Task description
Quote every one of the lines below word for word, omitting the pictures.

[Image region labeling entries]
:::

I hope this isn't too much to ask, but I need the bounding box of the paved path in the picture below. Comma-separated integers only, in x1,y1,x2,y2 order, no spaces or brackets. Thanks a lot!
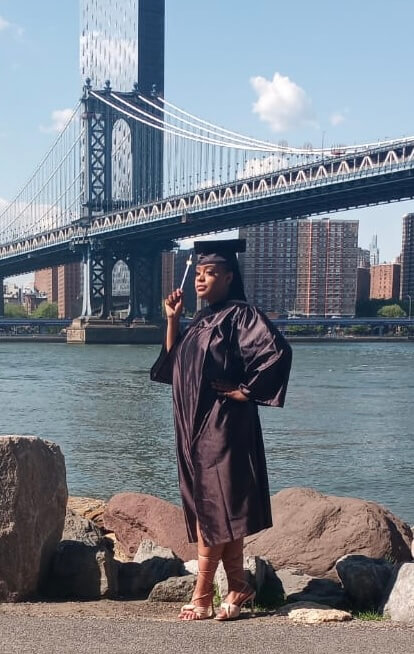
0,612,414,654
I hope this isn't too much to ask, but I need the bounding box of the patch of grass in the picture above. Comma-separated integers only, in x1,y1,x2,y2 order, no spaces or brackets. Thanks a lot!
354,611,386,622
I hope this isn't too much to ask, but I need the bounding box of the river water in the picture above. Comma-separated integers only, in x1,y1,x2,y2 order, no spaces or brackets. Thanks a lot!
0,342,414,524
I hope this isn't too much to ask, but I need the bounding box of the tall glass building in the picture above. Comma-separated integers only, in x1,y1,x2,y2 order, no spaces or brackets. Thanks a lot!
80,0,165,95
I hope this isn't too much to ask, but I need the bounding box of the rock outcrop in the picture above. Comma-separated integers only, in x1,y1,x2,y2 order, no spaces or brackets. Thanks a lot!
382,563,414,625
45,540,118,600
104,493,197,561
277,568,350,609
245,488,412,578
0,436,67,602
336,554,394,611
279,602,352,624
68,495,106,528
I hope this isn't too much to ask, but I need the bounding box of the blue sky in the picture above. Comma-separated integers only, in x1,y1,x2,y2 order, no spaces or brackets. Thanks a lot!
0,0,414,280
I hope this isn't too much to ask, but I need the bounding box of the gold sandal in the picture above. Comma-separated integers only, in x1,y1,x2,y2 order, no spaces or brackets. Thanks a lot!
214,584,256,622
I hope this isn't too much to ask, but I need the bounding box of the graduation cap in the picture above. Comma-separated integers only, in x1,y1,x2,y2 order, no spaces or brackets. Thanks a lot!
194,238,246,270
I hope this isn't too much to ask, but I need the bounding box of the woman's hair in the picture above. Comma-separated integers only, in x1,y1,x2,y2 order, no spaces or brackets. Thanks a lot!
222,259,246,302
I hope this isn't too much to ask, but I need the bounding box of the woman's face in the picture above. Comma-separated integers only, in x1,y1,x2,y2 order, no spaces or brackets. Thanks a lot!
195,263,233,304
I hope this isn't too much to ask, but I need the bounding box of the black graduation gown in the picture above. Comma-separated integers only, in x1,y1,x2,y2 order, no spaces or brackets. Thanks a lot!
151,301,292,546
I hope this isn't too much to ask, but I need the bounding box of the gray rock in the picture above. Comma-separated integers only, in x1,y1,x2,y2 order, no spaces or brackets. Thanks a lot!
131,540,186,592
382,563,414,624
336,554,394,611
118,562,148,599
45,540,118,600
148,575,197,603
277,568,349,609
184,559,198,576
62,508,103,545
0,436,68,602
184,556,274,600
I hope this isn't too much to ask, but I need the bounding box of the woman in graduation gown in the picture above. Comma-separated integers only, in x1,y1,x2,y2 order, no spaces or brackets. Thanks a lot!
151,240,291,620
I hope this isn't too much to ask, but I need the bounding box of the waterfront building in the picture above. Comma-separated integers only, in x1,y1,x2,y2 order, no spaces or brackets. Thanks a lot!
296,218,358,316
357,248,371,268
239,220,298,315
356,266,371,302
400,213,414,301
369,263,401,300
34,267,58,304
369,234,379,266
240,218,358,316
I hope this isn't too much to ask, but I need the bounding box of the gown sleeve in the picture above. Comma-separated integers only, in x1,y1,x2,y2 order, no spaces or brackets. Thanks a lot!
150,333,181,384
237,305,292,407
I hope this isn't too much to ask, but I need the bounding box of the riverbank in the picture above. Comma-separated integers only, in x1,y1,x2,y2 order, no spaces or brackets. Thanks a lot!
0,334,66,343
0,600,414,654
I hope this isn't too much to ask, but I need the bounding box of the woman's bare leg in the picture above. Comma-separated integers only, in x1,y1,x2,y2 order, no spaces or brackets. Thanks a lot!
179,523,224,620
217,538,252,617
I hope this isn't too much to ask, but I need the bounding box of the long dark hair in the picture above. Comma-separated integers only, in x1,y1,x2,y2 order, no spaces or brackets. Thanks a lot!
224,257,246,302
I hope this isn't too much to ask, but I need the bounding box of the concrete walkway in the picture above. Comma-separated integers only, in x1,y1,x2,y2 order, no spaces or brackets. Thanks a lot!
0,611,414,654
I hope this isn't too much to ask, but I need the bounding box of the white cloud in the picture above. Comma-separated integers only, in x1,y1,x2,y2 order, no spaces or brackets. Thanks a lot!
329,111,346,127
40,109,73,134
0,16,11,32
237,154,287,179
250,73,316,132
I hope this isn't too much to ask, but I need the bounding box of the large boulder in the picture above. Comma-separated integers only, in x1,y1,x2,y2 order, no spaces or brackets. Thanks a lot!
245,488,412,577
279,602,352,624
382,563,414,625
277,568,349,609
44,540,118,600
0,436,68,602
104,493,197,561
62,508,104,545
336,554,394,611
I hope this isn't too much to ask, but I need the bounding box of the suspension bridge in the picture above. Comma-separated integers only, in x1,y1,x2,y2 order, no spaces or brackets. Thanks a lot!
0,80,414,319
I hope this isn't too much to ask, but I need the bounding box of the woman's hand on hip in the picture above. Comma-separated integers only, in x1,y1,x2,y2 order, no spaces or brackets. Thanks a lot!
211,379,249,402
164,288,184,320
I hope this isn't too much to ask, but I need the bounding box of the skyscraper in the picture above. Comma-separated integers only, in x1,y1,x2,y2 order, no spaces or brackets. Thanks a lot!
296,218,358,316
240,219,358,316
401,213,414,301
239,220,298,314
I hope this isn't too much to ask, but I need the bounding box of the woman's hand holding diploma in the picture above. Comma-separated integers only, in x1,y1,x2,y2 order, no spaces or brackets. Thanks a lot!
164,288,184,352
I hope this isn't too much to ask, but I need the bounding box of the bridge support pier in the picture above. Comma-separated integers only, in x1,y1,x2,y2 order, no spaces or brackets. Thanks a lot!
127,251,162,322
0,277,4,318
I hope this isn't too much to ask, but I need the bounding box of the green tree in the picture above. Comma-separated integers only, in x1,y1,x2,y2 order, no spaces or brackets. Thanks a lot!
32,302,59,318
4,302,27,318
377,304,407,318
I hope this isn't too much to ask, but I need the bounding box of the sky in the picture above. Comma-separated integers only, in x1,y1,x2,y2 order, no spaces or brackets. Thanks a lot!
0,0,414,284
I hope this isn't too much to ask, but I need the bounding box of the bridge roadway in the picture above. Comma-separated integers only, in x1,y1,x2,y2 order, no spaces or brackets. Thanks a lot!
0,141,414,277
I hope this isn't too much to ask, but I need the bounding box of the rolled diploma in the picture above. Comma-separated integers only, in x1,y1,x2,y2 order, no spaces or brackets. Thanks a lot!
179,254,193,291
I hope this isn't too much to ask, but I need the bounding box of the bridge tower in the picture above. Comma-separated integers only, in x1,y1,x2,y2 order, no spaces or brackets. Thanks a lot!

:::

The answer
I hope this isn't too much to ask, but I need the bounding box of the paved path in the picture below. Comma-separated integers only, in x1,y1,x2,y2 order, no spaces or brackets. Thanks a lot!
0,612,414,654
I hope this isn't too much to ask, but I need the bounding box of the patch of grass in the picture above. Comma-separated integers only, in x1,y1,x2,y2 order, no spaces or brackets. Thanks a lot!
354,611,386,622
I hope this isn't too much to ask, but I need the bounding box of the river water in the picture above. Comma-separated integers only, in x1,y1,x2,y2 order, no spaces or brackets. Thanks a lot!
0,342,414,524
I hope this isn't too much to ask, but I need the bounding box of the tall glass building in the picture above. Comma-separated integers only, in x1,y1,x2,y2 order, no spaces or brackets. Thanks a lot!
80,0,165,95
I hope this isn't too much to ask, but I need the bounding box of the rock outcrop in the picture above. Comma-separated integers only, in x1,y1,x2,y2 order, no spaces or brackets. Thanks a lot!
382,563,414,625
45,540,118,600
104,493,197,561
277,568,350,609
245,488,412,578
0,436,67,602
336,554,394,611
279,602,352,624
68,495,106,528
I hope this isn't too much to ask, but I need the bounding box of the blue sky in the picture above. Comma-separated integers only, in x1,y1,x2,y2 order, no spaces or brackets. Thanks a lot!
0,0,414,280
I hope this isn't too much to ask, but I need the bounding box of the gold sandal in the picture above. Comma-separated integers only, in x1,y1,x2,y2 order, no spaces or brackets. Thanks a lot!
214,584,256,622
I hope this isn't too much to ask, but I need the bounding box of the graduation cap in the picture above. Comma-separated integers only, in x1,y1,x2,y2 order, no spaces or brackets. Thanks a lot!
194,238,246,270
I hope this isn't too much to ask, but I need the bounding box of the woman's hair in the picture above. Comma-separated integers only, in x1,y1,x2,y2 order, no spaces or brackets. Thanks a lot!
222,259,246,302
I hope this isn't too much to ask, but I need the bounding box of the woman's face in the picture above. Comma-separated integers only, in x1,y1,x2,y2 order, no spaces or brackets. Thanks a lot!
195,263,233,304
I hope this isn't too much to ask, but I need the bounding box of the black graduation gown in the picture above. Comma-separated integers only, in x1,y1,x2,y2 order, no spaces or brackets. Thanks a lot!
151,301,292,546
I hope this isn't too much to ask, but I need the bounding box of the gray rock in the picture above. Comma-separated integers only, in x1,y1,x2,y2 order, no spaces or brackets. Thanks a lot!
131,540,186,592
382,563,414,624
336,554,394,611
118,562,148,599
45,540,118,600
148,575,197,603
277,568,349,609
184,559,198,576
62,508,103,545
0,436,68,602
184,556,274,600
I hope this isn't too much to ask, but I need the bounding box of the woman in graduation gown in the picture above. Comma-separated integers only, in x1,y1,x2,y2 order, no spaces or brackets. Thanks a lot!
151,240,291,620
I hope this isn't too much to ask, but I need the bounding box of the waterfront building in the picture above. Comma-separated integers only, in x1,y1,x2,y2 order, no spaces or brackets. Thanks a lot!
296,218,358,316
357,248,371,268
239,220,298,315
356,266,371,302
400,213,414,301
369,263,401,300
34,267,58,304
369,234,379,266
240,218,358,316
I hope this isn't too much to ask, but I need the bounding box of the gown sleeve in the picture above. Comma-separated integers only, in x1,y1,x2,y2 order, no spaces or brackets. Thanks a lot!
150,333,181,384
237,305,292,407
I hope this isn't too much to ask, but I need the bounding box of the riverbank in the picture above. Comma-separated integers only, in x1,y1,x2,y2 order, no spaces or brackets. Thanks a lot!
0,334,66,343
0,600,414,654
I hope this isn't too much to ask, but I need the bounding box of the woman's bare leg in the picture above. Comma-separated integers only, in x1,y1,x2,y2 order, no spaces or brackets. Thanks a lot!
179,523,224,620
217,538,252,617
I hope this isn't too much to ask, but I need the bounding box of the long dark hair in the picture above. Comma-separated integers only, in x1,y1,x2,y2 order, no spaces or brackets. Thanks a lot!
224,257,246,302
I hope this isn't too much to ask, but I need the bounding box of the concrete walkway in the picture above. Comma-separated integers only, in x1,y1,x2,y2 order, no spaces or brackets. Thanks a lot!
0,611,414,654
I hope this isn't too much to ask, but I need the bounding box of the white cloud in the picture above. Comma-separated integers only, in x1,y1,x2,y2 order, no spaces or brackets. Thanks a lot!
329,111,346,127
40,109,73,134
0,16,11,32
237,154,287,179
250,73,316,132
I hope this isn't too much to ask, but I need the bounding box of the large boulder in the picture above. Comma-separated integers only, in x1,y1,x2,y2 order, no spaces or brackets. Thanks a lot!
245,488,412,577
279,602,352,624
382,563,414,625
277,568,349,609
44,540,118,600
0,436,68,602
104,493,197,561
62,508,104,545
336,554,394,611
I hope this isn't too much to ask, but I need the bounding box of the suspension bridge in the picture above. Comma-separated integers only, in x1,y1,x2,y2 order, no spaces or brackets. Thanks a lot!
0,80,414,319
I hope this isn't too much to ask, but I need the bounding box of the woman's hand on hip in the picture above. Comma-separated integers only, in x1,y1,x2,y2 order, no spaces or brackets. Thanks a lot!
211,379,249,402
164,288,184,320
I hope this isn't too much to ask, but I need the bounding box of the skyscraper in the picture above. Comma-separated integers only, in x1,y1,x2,y2 order, no spaces or brackets. Thanks a lot!
296,218,358,316
240,219,358,316
401,213,414,301
239,220,298,314
I hope this isn't too much to ask, but I need the bounding box of the woman's hand holding diploma in the picture above. Comma-separated integers only, in x1,y1,x2,y2 order, no spaces or brackets. Thanks a lot!
164,288,184,352
I hope this isn't too much to ask, but I need the bounding box of the bridge support pier in the picture above. Comma-separated integers only, in x1,y1,x2,y2 order, no spaces or brackets. Thanks a lot!
127,251,162,322
0,277,4,318
I hope this isn't too much to ask, but I need the bounding box of the green tree in the picture above. Comma-separated integers only, in x1,y1,x2,y2 order, no spaces or brackets. Thanks a lot!
32,302,59,318
4,302,27,318
377,304,407,318
I hope this isn't too much to ask, but I need the bounding box of the sky in the picture above. Comma-separated integers only, in x1,y1,x2,y2 order, no spaces or brackets. Thanks a lot!
0,0,414,284
I hope this isn't too much to ask, but I need the bounding box of the bridge roadway in the picture above. Comma-separated integers only, in x1,y1,x2,y2 order, no spaces or brackets. Thanks a lot!
0,141,414,277
I hope this isn't too much to ask, but I need the bounding box of the rolled diploma in the picture above. Comma-separated integers only, in x1,y1,x2,y2 order, no spaces or brackets. Thanks a lot!
179,254,193,291
I hope this isn't too much to ask, but I need the bounding box of the bridge tower in the picture above. Comma-separated integers only, in x1,y1,x2,y2 order, no spaces or brackets. Thanks a lot!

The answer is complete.